# What you have to do:
Copy out the records below, switching every "marker" to "pin" and keeping everything else the same.

# Records shown:
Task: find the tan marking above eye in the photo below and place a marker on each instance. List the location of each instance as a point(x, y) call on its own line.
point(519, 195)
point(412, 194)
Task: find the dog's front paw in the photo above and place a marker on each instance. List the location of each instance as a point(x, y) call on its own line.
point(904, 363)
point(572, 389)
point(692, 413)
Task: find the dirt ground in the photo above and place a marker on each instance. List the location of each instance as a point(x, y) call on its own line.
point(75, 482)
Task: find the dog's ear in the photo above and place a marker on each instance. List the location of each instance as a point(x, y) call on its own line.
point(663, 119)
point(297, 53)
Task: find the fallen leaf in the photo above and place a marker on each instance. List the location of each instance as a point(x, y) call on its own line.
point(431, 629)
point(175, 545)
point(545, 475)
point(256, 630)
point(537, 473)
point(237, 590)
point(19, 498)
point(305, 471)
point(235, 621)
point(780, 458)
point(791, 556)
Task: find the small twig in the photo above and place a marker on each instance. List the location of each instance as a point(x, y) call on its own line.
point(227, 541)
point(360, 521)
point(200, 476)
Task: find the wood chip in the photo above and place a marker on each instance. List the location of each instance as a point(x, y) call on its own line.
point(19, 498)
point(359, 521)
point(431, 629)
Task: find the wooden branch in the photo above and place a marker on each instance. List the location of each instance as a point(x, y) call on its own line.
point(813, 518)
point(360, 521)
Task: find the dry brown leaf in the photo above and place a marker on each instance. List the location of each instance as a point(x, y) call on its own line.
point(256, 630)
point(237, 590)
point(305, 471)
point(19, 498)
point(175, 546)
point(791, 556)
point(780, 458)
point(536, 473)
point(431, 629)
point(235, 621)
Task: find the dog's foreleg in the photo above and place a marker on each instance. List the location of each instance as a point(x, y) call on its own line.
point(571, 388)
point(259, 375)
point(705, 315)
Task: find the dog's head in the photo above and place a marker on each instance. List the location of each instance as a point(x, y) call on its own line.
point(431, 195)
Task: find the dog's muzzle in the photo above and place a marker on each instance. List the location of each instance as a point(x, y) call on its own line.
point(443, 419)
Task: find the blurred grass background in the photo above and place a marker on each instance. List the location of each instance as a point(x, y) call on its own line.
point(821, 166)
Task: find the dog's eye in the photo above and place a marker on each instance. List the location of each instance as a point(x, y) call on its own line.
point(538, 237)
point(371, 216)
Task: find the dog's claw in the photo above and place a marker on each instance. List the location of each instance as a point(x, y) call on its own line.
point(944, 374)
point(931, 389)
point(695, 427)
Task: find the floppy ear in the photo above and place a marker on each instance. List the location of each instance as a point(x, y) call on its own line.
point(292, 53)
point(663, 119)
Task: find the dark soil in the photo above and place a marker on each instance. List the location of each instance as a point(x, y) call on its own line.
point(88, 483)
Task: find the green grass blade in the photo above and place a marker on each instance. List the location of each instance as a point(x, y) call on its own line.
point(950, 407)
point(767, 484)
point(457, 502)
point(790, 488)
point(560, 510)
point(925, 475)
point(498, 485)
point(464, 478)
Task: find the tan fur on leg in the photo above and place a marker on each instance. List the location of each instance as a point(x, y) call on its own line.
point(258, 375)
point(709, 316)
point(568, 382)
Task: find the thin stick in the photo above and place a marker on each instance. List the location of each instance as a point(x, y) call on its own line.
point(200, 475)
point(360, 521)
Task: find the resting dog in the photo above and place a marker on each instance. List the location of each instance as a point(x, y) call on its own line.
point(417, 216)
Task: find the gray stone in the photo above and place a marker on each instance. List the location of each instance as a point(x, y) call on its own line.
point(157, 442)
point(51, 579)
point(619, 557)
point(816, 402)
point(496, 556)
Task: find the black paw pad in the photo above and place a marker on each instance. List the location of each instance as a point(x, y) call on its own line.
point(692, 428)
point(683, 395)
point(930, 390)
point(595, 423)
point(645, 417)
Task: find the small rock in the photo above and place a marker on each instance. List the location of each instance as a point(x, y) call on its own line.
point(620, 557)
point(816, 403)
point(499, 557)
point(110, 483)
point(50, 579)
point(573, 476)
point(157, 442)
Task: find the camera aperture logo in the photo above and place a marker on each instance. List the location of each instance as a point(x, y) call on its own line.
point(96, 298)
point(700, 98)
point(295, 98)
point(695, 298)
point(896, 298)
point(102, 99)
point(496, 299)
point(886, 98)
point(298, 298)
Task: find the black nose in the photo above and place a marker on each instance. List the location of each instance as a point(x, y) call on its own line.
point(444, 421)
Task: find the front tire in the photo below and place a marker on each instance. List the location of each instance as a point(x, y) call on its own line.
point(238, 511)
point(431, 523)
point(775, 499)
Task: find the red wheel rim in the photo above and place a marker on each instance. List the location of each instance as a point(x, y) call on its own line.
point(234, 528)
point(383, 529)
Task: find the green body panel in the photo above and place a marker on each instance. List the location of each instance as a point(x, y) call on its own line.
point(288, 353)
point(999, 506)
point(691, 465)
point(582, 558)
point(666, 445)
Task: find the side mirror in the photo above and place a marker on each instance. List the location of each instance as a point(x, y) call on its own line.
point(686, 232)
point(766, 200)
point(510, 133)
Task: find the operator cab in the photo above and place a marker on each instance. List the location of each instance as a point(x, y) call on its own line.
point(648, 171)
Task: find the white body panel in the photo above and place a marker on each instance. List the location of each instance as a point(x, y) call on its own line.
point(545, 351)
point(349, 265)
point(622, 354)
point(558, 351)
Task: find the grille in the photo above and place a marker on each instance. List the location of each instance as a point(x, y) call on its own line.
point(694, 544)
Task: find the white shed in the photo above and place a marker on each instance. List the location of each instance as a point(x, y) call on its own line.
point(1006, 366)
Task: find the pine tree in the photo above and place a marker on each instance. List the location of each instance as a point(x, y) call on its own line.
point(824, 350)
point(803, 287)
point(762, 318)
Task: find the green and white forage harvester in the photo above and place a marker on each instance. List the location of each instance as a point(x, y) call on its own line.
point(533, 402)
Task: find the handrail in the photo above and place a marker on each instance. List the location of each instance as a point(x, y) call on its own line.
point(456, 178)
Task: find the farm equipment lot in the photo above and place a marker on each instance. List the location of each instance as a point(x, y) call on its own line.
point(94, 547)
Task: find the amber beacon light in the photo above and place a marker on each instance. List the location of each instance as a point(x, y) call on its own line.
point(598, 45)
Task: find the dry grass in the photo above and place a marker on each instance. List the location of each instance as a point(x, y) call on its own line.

# Task answer:
Task: find the tan marking above eye in the photo below and place a pin on each instance. List the location of each instance as a point(x, y) call on its own line.
point(519, 195)
point(412, 194)
Task: find the dog's front paw in the photo above and place a pin on each instance. List the location of each instance as a point(x, y) call on its own line.
point(904, 363)
point(572, 389)
point(692, 413)
Task: find the dirt ground in the photo above and place a pin on each instance. List the location of each instance as a point(x, y) call on its own line.
point(75, 482)
Task: find the dog's ear in the photo above and place a pin on each instance. List the location of each instance as a point(x, y) call on its own line.
point(663, 119)
point(297, 53)
Task: find the fallen leaf in the photo above and place a pin on each instance. List the location of each instance as a point(x, y) call on its own line.
point(431, 629)
point(175, 545)
point(545, 475)
point(256, 630)
point(537, 473)
point(237, 590)
point(19, 498)
point(305, 471)
point(235, 621)
point(780, 458)
point(791, 556)
Task: find the small twig in the photo above and place a pin on each instance. List the location of each instance as a point(x, y) call on its own line.
point(227, 541)
point(360, 521)
point(200, 476)
Task: find the wood chip in the photo above and place a pin on each instance. List the location of each instance as a point(x, y) call on its own line.
point(19, 498)
point(359, 521)
point(431, 629)
Task: find the wooden branch in the photo above and place a pin on each instance. List the location of each instance as a point(x, y) call on its own line.
point(813, 518)
point(360, 521)
Task: find the dry brown leaf in the photo above and place a pin on each instance. List the location of each instance as a point(x, y) call on its own line.
point(256, 630)
point(237, 590)
point(305, 471)
point(19, 498)
point(175, 546)
point(791, 556)
point(780, 458)
point(536, 473)
point(431, 629)
point(235, 621)
Task: find the dog's foreleg in the photo above and place a pin on each instance. List the location of each instance as a point(x, y) call on its own line.
point(571, 388)
point(259, 375)
point(705, 315)
Task: find the dog's head in the photo above and place a pin on each instance. List the location of each instance as a point(x, y) call on its own line.
point(431, 195)
Task: find the dog's muzzle in the photo above and place a pin on each instance. List the location of each instance as a point(x, y) call on its own line.
point(443, 419)
Task: find the blurred grass background in the photo above and place a pin on each instance. List the location of each instance as a point(x, y) call on its own line.
point(821, 166)
Task: find the dog's eye in the photo above and place a pin on each instance. List the location of each instance as a point(x, y) call on its own line.
point(538, 237)
point(371, 216)
Task: find the dog's claw in the photo above and place a pin on each instance. List the location of each instance as a point(x, y) call on its own line.
point(944, 374)
point(931, 389)
point(695, 427)
Task: find the floppy ear in the photo above and place a pin on each instance. List the location of each instance as a point(x, y) call on its own line.
point(292, 53)
point(663, 119)
Task: find the dark soil in the photo above and place a pin on each instance. List the location of each instance as a point(x, y) call on its own line.
point(88, 483)
Task: find the green grass blade in the photo above and place a pin on each instance. List the location of each instance as a point(x, y) call on its own line.
point(950, 407)
point(767, 484)
point(457, 502)
point(790, 488)
point(560, 510)
point(925, 475)
point(498, 485)
point(464, 478)
Task: find the tan fur on leg in the photo above and place a pin on each instance. List the location of each instance as a point(x, y) call on its own line.
point(258, 375)
point(709, 316)
point(568, 382)
Task: find the thin stick in the photo above and place a pin on each instance. List the location of each instance as a point(x, y) call on its own line.
point(200, 475)
point(360, 521)
Task: find the resting dog in the photo above and place a pin on each instance. List the location of each instance as a point(x, y) call on its own line.
point(417, 216)
Task: find the gray stone in the photo above and place a pin on each instance. List the location of each instance as a point(x, y) call on its own line.
point(157, 442)
point(51, 579)
point(619, 557)
point(816, 402)
point(496, 556)
Task: find the black paw pad in the photo above and place a pin on each instance. List the location of each instance as a point(x, y) call on its own line.
point(692, 428)
point(683, 395)
point(930, 390)
point(595, 423)
point(645, 417)
Task: find the small rock in the photo above and place a pin on each instance. List the location of each instance as a point(x, y) call on its own line.
point(620, 557)
point(816, 403)
point(499, 557)
point(110, 483)
point(50, 579)
point(573, 476)
point(157, 442)
Task: find the camera aperture logo in the photo above and place a pin on each instance. List the location of each instance as a point(x, y) call on its own line.
point(96, 298)
point(700, 98)
point(295, 98)
point(695, 298)
point(896, 298)
point(102, 99)
point(496, 299)
point(886, 98)
point(298, 298)
Task: find the black nose in the photo above and place a pin on each instance. List the location of each instance as a point(x, y) call on its own line.
point(444, 421)
Task: find the front tire in the photo below and place a pin on each instance. List the location of each instance as a point(x, y) call on its own line.
point(238, 511)
point(431, 523)
point(775, 499)
Task: find the red wheel rim in the photo above and place a pin on each instance. List the location of each instance as a point(x, y) call on its own line.
point(234, 528)
point(383, 529)
Task: find the green body panel in the photo above and place a pin on each instance. List the location of each instance as a point(x, y) call on its own line.
point(288, 353)
point(999, 506)
point(691, 465)
point(582, 558)
point(666, 445)
Task: find the side mirror in the photo above and place a pin on each instance. List the location of each instance as a point(x, y) call on its own line.
point(686, 232)
point(766, 200)
point(510, 133)
Task: find the operator cab in the photo above and place a pin on each instance. List the location of each instance as a point(x, y) call on its own line.
point(648, 171)
Task: find the white body panel in the photo above and place a pin on each instance. List the location of each instance as a point(x, y) call on its own line.
point(545, 351)
point(349, 265)
point(622, 354)
point(558, 351)
Task: find the grille in the photo above and place a pin on each instance. List the location of each instance as a point(x, y) call on its own line.
point(694, 544)
Task: find the white shed in the photo above and place a pin on each instance. List the location of each instance as a point(x, y) call on its own line.
point(1006, 366)
Task: find the pine tree in the photo above and place a pin on each instance. List the location of each instance as a point(x, y) call on its own line.
point(824, 350)
point(803, 287)
point(762, 318)
Task: find the green and white forage harvester in the photo above and place a pin on each instance. List the location of each instance as a point(x, y) call on its own line.
point(533, 402)
Task: find the handrail in the photo above and place a pin on each instance. List the location of each instance as a point(x, y) call on its own line.
point(456, 178)
Task: find the farm equipment lot in the photo above and place a pin on each instance. List the location of each instance as a point(x, y) call on its own line.
point(94, 547)
Task: find the amber beacon light in the photo above and place a pin on each instance. List the location of each instance as a point(x, y) call on its own line.
point(598, 45)
Task: find the dry grass in the photo above and place a pin on each instance. List the location of each instance as a point(x, y) call on its own line.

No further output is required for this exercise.